_Source_
The final was to be played at the Kennington Oval. The experienced Archie Hunter believed that this ground would be to the advantage of Aston Villa: "Our style of play is suited to a big ground, and the Albion with their long passing have the advantage on a small field. On the Oval we both shall have an equal chance, and where things are equal the short passing game is always the best. These are my reasons for thinking we will win on Saturday."
West Bromwich Albion was the better team in the first-half. However, in the second-half Aston Villa took control and it was no surprise when Richmond Davis, the team's outside-right, crossed for Dennis Hodgetts to sidefoot the ball in the net. WBA players claimed that Hodgetts was offside but the referee, Francis Marindin, who was also president of the Football Association, refused to change his mind.
In the 89th minute Archie Hunter raced through the West Bromwich Albion defence. He appeared to have pushed the ball too far ahead of him and the WBA goalkeeper, Bob Roberts, dashed forward but Hunter, stretching to the full, managed to get one final touch on the ball. As Hunter and Roberts collided the ball trickled over the line. Hunter was the first player to score in every round of the FA Cup competition.

_Written exercise 1_
Write out the account of the cup final word for word, everything from "In the 89th" down to "FA Cup competition.".
_Written exercise 2_
Present the listing as a Markdown table with the columns Number and Listing line, covering only everything from the start of the listing down to the line containing "[555,382,587,557]", both ends included. Skip blank lines and leave out the pictures.
The account of the cup final and the listing are unrelated to each other.

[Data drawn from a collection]
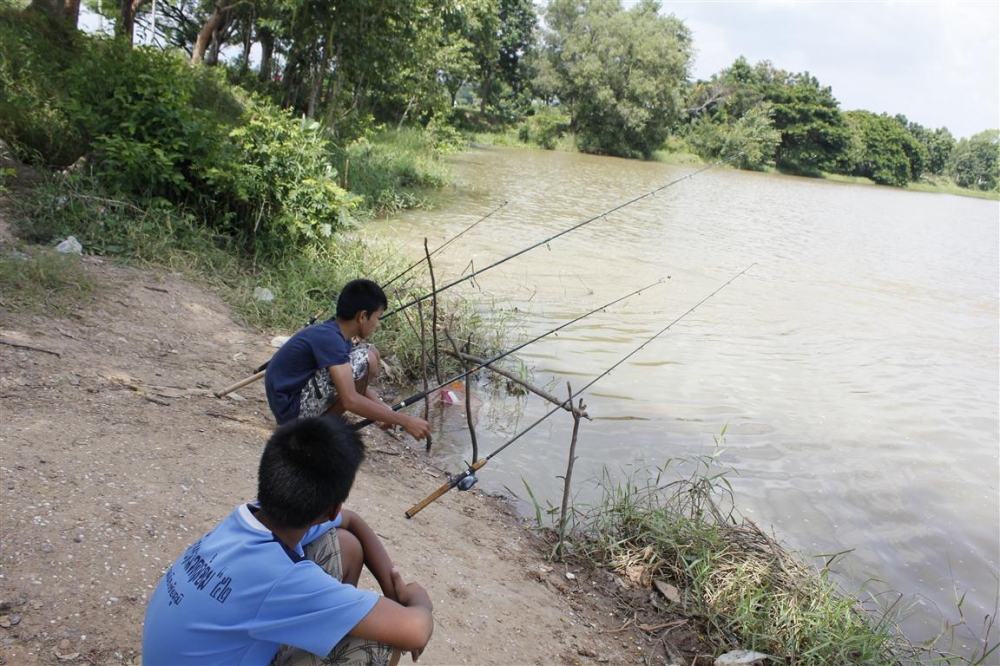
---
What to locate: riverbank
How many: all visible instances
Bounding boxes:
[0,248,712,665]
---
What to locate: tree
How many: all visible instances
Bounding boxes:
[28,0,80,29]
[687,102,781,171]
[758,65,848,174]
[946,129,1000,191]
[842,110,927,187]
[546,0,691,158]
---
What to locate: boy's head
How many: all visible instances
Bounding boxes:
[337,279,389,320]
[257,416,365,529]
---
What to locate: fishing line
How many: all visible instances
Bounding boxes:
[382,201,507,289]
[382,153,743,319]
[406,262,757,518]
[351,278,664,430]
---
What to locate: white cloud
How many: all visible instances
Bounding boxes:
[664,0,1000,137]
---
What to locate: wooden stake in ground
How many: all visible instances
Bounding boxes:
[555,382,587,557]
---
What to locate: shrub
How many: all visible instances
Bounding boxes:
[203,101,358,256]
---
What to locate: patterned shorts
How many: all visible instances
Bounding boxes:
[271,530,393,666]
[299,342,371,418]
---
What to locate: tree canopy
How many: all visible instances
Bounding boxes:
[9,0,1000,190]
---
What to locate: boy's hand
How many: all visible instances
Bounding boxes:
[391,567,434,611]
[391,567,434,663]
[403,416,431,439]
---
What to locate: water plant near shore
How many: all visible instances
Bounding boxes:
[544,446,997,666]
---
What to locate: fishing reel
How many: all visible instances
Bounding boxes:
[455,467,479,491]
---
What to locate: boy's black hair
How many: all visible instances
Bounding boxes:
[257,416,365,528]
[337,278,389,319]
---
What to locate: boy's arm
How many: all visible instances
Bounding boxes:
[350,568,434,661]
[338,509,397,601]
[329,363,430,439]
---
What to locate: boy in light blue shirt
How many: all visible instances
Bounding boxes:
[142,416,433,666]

_Exercise response 1_
In the 89th minute Archie Hunter raced through the West Bromwich Albion defence. He appeared to have pushed the ball too far ahead of him and the WBA goalkeeper, Bob Roberts, dashed forward but Hunter, stretching to the full, managed to get one final touch on the ball. As Hunter and Roberts collided the ball trickled over the line. Hunter was the first player to score in every round of the FA Cup competition.

_Exercise response 2_
| Number | Listing line |
|---|---|
| 1 | --- |
| 2 | What to locate: riverbank |
| 3 | How many: all visible instances |
| 4 | Bounding boxes: |
| 5 | [0,248,712,665] |
| 6 | --- |
| 7 | What to locate: tree |
| 8 | How many: all visible instances |
| 9 | Bounding boxes: |
| 10 | [28,0,80,29] |
| 11 | [687,102,781,171] |
| 12 | [758,65,848,174] |
| 13 | [946,129,1000,191] |
| 14 | [842,110,927,187] |
| 15 | [546,0,691,158] |
| 16 | --- |
| 17 | What to locate: boy's head |
| 18 | How many: all visible instances |
| 19 | Bounding boxes: |
| 20 | [337,279,389,320] |
| 21 | [257,416,365,529] |
| 22 | --- |
| 23 | What to locate: fishing line |
| 24 | How many: all visible instances |
| 25 | Bounding boxes: |
| 26 | [382,201,507,289] |
| 27 | [382,153,743,319] |
| 28 | [406,262,757,518] |
| 29 | [351,278,664,430] |
| 30 | --- |
| 31 | What to locate: white cloud |
| 32 | How many: all visible instances |
| 33 | Bounding boxes: |
| 34 | [664,0,1000,137] |
| 35 | --- |
| 36 | What to locate: wooden stake in ground |
| 37 | How many: all visible instances |
| 38 | Bounding boxes: |
| 39 | [555,382,587,557] |